• [SEZIONE DEL DOCUMENTO]:
Il lavoro dei vari nuclei di tutela sparsi nel nostro Paese è davvero difficile. La presenza di più tappe lungo la strada serve a far perdere le tracce a reperti esportati illegalmente, ma anche a dare il tempo di creare un certificato di autenticità per i falsi. Creare una storia credibile, con esperti consenzienti, è un processo lungo che può richiedere anni. Ma come si suol dire “il gioco vale la candela” perché i profitti possono essere molto alti. Nel caso specifico dei bronzetti non è difficile trovare metallo da fondere e spesso si può anche sacrificare un bronzetto autentico, magari in pessimo stato di conservazione: basta non utilizzare leganti moderni come l’arsenico e il gioco è fatto. “L’antica” statuina è pronta a superare anche la più attenta analisi allo spettrografo. Poi ci sono i casi di materiali che circolano da più secoli. L’esempio più

curioso sono le feretrine nuragiche spuntate fuori negli anni Ottanta in una pubblicazione negli Stati Uniti. Con molta probabilità facevano parte di un lotto di reperti, battuto all’asta da Christie’s, di Gaetano Cara, direttore del Regio Museo di Cagliari e abile mercante d’arte oltre che falsario. Il direttore, sotto il falso nome di Olivetti, li aveva portati nella seconda metà dell’Ottocento a Londra nel tentativo di venderli al British Museum, come aveva fatto già altre volte. Ma in questo caso il museo rifiutò e Cara fu quindi costretto a metterli all’asta. Il confronto puntuale fatto con altre feretrine comprate dal museo londinese dal Cara non lasciò dubbi. La strada percorsa per riapparire dopo una sparizione durata un secolo invece sì.

Questa insomma è la posta in gioco di un business in cui il banco (il mercato) sembra vincere quasi sempre, a sprezzo di crisi mondiali e di etica.

• [VOCI DEL DATASET]:
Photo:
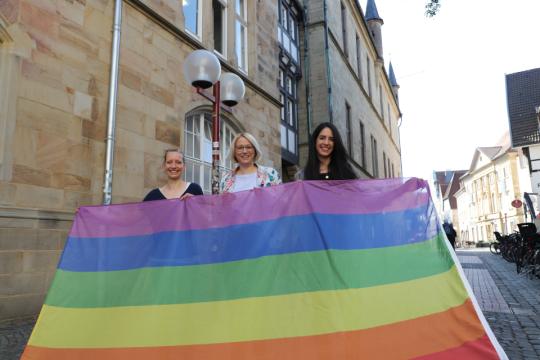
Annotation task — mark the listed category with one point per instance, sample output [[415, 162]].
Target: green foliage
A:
[[432, 7]]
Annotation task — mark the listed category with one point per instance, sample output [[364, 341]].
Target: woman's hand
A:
[[185, 196]]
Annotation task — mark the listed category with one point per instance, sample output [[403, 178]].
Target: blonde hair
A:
[[252, 140], [172, 150]]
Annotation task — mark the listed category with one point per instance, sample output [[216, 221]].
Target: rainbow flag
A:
[[305, 270]]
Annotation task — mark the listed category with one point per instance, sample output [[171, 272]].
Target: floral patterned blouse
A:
[[266, 176]]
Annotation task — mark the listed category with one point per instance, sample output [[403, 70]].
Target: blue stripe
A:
[[312, 232]]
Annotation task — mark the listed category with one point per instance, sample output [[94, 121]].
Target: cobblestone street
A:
[[510, 302]]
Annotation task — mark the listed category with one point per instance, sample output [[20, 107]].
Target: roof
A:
[[491, 151], [392, 76], [522, 97], [442, 179], [371, 11], [453, 187]]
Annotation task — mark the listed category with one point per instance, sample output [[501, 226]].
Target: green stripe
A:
[[266, 276]]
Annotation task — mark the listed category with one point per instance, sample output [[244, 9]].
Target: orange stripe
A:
[[403, 340], [480, 349]]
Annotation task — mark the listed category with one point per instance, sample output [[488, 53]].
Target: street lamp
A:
[[202, 70]]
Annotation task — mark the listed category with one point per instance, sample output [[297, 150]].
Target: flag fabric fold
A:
[[306, 270]]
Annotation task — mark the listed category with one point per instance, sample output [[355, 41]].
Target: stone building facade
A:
[[321, 59], [487, 191], [344, 80], [54, 71]]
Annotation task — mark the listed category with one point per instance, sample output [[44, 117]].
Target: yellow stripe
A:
[[247, 319]]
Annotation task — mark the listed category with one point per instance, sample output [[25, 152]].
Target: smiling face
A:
[[324, 145], [173, 165], [244, 152]]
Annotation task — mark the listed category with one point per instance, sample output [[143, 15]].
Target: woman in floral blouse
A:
[[245, 152]]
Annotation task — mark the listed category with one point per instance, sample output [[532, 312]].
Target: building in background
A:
[[303, 62], [449, 208], [487, 189], [523, 102], [441, 180], [54, 70], [342, 79]]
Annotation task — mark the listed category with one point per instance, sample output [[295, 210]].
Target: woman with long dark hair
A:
[[327, 157]]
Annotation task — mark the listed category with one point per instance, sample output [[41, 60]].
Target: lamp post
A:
[[202, 70]]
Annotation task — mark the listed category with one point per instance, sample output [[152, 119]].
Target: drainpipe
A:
[[111, 111], [327, 58], [307, 68]]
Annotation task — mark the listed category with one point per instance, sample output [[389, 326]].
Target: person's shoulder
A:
[[154, 194], [194, 189]]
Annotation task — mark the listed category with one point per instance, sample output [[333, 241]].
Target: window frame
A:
[[348, 126], [363, 144], [344, 33], [224, 27], [359, 58], [289, 19], [198, 32], [241, 49], [374, 157]]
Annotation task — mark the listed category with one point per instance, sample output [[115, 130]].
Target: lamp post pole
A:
[[215, 138], [203, 70]]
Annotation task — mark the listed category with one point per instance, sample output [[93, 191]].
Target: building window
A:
[[362, 145], [381, 108], [288, 31], [368, 64], [192, 16], [220, 26], [374, 157], [344, 29], [384, 165], [389, 120], [358, 58], [289, 75], [198, 149], [349, 131], [241, 34]]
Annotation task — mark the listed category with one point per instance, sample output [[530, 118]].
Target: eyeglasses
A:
[[246, 148]]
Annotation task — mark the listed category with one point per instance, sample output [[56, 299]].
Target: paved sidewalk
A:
[[510, 302], [14, 335]]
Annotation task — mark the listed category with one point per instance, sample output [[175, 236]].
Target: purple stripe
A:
[[203, 212]]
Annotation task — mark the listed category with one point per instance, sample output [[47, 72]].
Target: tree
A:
[[432, 7]]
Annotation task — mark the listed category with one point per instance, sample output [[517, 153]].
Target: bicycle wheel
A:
[[494, 248]]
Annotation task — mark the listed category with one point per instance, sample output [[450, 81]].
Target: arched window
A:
[[198, 148]]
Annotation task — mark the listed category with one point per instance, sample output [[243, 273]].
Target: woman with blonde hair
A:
[[246, 152], [176, 187]]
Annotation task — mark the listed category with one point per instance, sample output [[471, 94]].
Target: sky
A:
[[451, 71]]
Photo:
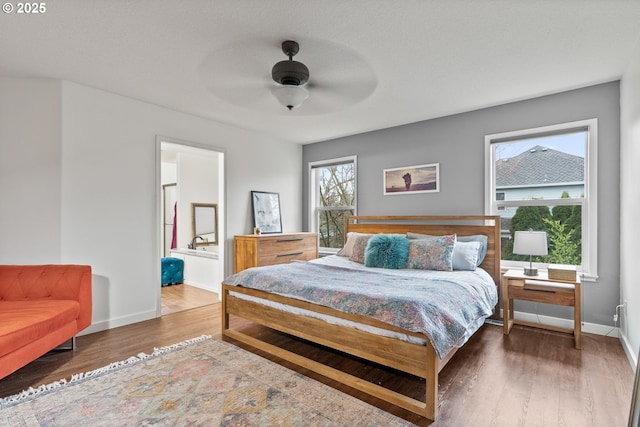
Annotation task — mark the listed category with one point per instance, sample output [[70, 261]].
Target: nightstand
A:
[[515, 285]]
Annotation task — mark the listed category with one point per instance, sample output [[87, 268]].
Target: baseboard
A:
[[121, 321], [590, 328], [631, 354]]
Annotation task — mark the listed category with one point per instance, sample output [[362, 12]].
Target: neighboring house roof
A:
[[539, 166]]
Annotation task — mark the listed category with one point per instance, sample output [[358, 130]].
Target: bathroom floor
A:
[[184, 297]]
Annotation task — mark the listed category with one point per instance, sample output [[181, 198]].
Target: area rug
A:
[[200, 382]]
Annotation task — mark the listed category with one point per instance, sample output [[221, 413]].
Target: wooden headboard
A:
[[463, 225]]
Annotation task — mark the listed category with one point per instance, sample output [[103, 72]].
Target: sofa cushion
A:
[[22, 322]]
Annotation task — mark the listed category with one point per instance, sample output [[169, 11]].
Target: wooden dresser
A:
[[253, 250]]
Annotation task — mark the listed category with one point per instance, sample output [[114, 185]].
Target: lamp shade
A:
[[530, 243], [291, 96]]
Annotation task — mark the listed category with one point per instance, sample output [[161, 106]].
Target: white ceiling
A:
[[421, 58]]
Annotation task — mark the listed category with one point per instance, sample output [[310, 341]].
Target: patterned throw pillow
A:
[[387, 251], [432, 254], [359, 246]]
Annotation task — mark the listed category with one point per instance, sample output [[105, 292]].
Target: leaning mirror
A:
[[204, 217]]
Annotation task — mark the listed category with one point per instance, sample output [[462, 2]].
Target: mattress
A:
[[481, 287]]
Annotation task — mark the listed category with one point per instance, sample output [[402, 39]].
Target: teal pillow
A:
[[387, 251]]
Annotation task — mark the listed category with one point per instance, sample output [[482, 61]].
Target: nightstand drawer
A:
[[545, 294], [517, 286]]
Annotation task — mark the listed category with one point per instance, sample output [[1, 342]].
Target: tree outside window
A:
[[333, 197], [539, 181]]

• [COMPITI RICHIESTI]:
**1)** Traduci in inglese questa frase del testo sul traffico di reperti: "Creare una storia credibile, con esperti consenzienti, è un processo lungo che può richiedere anni."
**2)** Seleziona e ricopia ogni riga delle voci in cui compare la parola "flag".
Le voci non hanno alcun legame con il testo sul traffico di reperti.

• [RISPOSTE PER COMPITO]:
**1)** Creating a credible history, with willing experts, is a long process that can take years.

**2)**
Target: rainbow flag
Target: flag fabric fold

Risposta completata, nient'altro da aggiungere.